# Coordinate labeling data
========================
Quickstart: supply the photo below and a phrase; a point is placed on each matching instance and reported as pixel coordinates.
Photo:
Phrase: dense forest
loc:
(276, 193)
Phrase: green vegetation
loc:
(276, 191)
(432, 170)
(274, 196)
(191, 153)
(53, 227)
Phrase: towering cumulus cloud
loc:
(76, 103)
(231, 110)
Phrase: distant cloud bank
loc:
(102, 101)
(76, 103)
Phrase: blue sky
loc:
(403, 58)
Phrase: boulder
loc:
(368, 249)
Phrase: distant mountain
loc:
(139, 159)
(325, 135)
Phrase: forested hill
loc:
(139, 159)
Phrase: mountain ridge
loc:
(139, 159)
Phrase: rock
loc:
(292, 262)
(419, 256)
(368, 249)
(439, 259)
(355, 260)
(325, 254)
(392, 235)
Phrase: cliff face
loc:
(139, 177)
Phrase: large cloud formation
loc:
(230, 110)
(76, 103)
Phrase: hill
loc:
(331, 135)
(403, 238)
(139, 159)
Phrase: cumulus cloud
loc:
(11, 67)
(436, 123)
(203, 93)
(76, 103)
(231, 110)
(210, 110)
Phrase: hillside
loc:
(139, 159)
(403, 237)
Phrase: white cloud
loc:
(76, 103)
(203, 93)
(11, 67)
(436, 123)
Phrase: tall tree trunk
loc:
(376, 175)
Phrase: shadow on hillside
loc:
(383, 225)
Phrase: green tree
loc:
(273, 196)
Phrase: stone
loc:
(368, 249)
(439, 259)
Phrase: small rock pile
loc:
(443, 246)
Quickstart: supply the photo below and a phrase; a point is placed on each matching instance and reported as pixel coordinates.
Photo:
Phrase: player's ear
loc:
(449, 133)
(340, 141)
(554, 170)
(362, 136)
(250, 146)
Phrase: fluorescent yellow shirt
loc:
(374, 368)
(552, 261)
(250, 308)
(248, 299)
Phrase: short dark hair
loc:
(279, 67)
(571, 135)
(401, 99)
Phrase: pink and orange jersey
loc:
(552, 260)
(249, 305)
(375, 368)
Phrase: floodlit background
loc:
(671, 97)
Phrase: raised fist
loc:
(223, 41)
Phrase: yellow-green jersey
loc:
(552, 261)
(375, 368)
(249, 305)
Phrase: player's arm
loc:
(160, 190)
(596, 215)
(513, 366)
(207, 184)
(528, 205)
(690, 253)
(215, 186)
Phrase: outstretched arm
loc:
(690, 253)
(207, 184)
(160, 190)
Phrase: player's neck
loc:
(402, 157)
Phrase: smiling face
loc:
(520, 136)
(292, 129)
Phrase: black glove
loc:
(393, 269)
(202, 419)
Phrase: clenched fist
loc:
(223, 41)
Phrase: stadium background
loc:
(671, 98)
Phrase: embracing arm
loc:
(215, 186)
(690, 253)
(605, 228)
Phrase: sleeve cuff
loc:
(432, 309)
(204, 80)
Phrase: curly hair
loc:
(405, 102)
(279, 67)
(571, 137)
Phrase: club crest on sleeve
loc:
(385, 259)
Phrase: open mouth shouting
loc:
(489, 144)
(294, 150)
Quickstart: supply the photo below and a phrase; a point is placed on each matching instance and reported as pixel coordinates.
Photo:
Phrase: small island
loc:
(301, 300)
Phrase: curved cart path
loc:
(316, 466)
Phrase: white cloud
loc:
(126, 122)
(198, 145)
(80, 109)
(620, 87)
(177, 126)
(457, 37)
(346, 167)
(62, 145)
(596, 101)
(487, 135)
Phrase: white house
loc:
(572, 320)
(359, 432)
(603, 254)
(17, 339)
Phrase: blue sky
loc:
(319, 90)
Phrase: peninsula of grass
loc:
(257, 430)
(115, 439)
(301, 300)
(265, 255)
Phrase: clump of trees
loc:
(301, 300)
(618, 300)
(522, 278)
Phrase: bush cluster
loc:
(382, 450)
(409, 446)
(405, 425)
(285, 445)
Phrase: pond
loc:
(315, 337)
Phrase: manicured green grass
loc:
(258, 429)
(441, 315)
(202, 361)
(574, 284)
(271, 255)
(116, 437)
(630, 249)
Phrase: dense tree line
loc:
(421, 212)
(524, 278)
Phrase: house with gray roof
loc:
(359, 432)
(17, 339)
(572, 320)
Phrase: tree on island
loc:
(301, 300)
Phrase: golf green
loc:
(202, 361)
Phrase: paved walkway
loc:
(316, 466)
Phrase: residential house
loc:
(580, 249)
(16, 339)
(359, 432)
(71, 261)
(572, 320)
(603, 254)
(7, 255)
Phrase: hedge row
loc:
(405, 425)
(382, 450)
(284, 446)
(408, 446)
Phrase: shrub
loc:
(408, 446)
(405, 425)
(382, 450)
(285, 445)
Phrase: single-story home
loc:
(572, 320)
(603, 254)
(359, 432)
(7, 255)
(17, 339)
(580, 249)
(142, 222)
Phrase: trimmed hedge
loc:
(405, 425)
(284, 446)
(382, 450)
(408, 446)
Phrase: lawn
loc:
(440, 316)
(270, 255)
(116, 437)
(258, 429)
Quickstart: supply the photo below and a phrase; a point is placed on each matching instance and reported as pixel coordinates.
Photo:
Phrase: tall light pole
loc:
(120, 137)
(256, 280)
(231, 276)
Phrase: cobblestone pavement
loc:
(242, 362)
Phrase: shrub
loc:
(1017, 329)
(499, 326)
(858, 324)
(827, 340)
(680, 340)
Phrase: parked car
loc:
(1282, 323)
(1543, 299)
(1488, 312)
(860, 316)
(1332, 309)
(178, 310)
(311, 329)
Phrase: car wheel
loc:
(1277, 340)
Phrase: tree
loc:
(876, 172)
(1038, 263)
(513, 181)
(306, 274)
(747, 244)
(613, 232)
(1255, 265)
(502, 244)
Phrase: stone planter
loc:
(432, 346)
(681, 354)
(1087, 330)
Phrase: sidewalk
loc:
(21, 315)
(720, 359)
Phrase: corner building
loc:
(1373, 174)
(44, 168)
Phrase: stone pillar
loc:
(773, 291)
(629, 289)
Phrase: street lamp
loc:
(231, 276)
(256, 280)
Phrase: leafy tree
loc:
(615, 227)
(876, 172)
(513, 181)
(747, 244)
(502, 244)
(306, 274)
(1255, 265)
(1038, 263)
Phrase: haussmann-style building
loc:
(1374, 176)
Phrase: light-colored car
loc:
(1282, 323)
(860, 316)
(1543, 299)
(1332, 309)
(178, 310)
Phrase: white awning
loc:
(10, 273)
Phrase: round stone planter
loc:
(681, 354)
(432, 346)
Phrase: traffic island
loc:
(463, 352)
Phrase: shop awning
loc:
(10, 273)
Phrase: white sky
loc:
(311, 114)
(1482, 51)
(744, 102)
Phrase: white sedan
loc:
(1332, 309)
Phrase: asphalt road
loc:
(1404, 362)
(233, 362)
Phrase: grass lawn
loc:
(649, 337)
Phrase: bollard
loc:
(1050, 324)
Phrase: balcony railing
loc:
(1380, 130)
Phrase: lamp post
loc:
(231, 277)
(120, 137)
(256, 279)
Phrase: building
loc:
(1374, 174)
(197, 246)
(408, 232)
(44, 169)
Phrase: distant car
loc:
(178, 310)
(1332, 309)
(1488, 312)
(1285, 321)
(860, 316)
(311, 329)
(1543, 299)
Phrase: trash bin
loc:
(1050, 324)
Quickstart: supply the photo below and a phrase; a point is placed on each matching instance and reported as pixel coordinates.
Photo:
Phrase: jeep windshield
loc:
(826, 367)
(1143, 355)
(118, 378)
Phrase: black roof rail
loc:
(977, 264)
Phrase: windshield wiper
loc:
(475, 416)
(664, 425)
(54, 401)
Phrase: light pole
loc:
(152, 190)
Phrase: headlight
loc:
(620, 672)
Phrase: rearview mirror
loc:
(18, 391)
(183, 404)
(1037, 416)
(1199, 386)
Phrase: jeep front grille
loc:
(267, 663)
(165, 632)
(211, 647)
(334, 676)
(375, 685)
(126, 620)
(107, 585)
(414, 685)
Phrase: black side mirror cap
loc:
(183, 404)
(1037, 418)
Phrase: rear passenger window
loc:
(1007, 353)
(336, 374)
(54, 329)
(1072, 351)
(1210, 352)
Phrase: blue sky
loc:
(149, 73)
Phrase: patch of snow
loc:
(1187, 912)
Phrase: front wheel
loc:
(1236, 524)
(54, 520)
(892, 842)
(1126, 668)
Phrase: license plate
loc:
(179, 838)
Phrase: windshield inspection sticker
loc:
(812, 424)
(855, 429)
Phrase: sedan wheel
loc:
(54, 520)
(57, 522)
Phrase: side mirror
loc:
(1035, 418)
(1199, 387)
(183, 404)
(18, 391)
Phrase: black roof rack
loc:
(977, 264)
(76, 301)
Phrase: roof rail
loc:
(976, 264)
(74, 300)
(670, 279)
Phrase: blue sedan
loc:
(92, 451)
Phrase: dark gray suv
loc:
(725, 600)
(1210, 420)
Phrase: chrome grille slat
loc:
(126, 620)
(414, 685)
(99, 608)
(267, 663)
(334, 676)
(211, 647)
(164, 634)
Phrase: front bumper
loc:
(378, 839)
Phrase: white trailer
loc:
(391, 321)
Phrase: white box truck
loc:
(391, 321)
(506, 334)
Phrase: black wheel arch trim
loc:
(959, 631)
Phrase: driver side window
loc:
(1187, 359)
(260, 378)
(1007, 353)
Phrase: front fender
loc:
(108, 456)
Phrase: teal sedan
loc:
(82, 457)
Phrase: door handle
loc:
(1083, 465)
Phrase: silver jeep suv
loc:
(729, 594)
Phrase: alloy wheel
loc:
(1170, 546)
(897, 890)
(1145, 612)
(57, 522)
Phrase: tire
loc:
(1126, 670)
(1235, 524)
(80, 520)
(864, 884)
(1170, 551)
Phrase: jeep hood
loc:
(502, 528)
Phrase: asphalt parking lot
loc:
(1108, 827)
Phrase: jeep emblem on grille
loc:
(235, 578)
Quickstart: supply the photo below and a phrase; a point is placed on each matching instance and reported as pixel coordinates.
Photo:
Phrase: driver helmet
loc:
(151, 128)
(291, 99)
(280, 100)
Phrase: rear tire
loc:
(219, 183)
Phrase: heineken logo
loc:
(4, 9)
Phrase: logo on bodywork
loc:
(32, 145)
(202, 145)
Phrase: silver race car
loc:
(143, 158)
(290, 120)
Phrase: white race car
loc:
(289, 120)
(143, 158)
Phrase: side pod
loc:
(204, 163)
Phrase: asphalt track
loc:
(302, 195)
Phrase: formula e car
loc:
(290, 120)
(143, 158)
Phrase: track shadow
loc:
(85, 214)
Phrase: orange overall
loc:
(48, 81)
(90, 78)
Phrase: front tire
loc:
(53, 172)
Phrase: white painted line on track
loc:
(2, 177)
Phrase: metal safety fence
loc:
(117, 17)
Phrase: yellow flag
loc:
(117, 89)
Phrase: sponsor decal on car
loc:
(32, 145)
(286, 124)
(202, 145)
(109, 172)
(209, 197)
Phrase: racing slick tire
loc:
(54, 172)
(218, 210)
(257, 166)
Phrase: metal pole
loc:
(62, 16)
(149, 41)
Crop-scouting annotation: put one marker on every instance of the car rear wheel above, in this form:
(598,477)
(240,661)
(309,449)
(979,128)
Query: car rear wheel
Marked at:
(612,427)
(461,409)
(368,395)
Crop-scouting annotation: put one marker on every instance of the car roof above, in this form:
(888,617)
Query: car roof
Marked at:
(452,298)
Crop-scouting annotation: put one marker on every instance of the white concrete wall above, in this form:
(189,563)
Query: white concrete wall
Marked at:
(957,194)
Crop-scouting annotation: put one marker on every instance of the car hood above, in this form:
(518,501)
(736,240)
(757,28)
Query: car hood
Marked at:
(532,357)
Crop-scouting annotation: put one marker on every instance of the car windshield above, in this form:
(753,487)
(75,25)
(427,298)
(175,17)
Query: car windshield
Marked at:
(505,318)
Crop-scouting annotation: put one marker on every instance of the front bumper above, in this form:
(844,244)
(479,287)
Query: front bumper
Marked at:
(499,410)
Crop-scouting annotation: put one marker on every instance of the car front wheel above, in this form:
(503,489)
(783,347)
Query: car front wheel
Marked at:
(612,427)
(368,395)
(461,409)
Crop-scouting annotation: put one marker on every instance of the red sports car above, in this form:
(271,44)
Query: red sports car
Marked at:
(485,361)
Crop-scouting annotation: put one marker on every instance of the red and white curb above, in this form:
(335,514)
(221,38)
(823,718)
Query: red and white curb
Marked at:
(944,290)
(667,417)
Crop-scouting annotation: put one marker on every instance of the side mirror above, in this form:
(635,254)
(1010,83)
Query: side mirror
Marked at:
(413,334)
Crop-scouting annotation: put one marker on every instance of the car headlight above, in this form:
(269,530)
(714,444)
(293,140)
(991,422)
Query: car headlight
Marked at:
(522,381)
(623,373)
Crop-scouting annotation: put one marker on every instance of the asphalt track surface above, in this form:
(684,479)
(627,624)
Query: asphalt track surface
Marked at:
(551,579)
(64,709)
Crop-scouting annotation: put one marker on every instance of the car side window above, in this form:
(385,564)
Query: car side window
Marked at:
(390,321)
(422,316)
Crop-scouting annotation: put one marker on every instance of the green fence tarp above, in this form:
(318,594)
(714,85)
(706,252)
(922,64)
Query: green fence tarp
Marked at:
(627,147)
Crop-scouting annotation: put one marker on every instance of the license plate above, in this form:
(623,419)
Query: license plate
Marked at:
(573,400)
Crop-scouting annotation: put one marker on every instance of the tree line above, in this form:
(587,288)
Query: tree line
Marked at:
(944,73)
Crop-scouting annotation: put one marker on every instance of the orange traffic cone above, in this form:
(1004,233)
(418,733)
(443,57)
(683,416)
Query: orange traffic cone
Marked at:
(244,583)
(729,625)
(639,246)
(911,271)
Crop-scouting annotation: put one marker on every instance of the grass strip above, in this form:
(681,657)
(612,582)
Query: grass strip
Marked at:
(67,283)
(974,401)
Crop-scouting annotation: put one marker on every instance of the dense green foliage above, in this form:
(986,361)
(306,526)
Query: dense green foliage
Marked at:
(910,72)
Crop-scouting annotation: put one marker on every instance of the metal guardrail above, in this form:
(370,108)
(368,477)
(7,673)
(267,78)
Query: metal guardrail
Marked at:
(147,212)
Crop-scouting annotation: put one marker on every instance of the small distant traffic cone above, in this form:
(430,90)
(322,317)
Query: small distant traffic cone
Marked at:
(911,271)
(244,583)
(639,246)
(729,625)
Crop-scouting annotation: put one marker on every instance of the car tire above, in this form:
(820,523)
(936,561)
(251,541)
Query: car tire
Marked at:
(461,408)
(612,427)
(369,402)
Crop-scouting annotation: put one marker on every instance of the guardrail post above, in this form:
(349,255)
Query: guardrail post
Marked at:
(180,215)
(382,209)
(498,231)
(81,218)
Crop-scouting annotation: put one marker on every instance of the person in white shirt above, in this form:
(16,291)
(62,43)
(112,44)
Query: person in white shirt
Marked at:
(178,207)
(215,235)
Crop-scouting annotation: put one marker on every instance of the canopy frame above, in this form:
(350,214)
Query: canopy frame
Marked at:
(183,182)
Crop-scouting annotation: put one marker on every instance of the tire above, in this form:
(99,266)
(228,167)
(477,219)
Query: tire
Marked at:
========================
# The task
Repeat the line containing "of the dense" and all subsequent lines through the final line of the data, exactly and with no others.

# Result of the task
Crop-scouting annotation: put one marker on every instance of the dense green foliage above, in this form:
(986,361)
(306,526)
Query: dense green foliage
Marked at:
(910,72)
Crop-scouting annotation: put one marker on every instance of the metal guardrail above, in this form:
(370,108)
(368,477)
(7,673)
(267,78)
Query: metal guardrail
Marked at:
(147,212)
Crop-scouting annotation: put one marker on every instance of the small distant traffic cone above, in this form:
(430,90)
(322,317)
Query: small distant traffic cone
Marked at:
(911,271)
(244,583)
(639,246)
(729,625)
Crop-scouting annotation: put one marker on every instance of the car tire above, in this form:
(820,523)
(936,561)
(251,541)
Query: car tire
Marked at:
(461,408)
(612,427)
(369,402)
Crop-scouting annotation: put one marker on every instance of the guardrail post above, in this form:
(349,255)
Query: guardrail post
Marked at:
(180,215)
(382,209)
(498,231)
(81,218)
Crop-scouting annotation: put one marker on every instance of the person in white shirt above, in this form:
(16,291)
(62,43)
(112,44)
Query: person in white shirt
Marked at:
(178,207)
(215,235)
Crop-scouting annotation: put one marker on every instance of the canopy frame above, in this form:
(350,214)
Query: canopy frame
Marked at:
(183,182)
Crop-scouting annotation: put one marker on every instance of the tire above, in this form:
(99,266)
(228,167)
(477,219)
Query: tire
Marked at:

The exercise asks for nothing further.